### BRIEF
Turn every line of the data below into a JSON list of strings, with one string per line and blank lines left out.

### DATASET CONTENT
/---
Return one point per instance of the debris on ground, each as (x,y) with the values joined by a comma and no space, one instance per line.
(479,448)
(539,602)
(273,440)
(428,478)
\---
### TASK RESPONSE
[
  "Return one point per instance of the debris on ground, each as (x,y) with the values joined by a comma and no space, one instance per line.",
  "(479,448)",
  "(539,602)",
  "(273,440)",
  "(428,478)"
]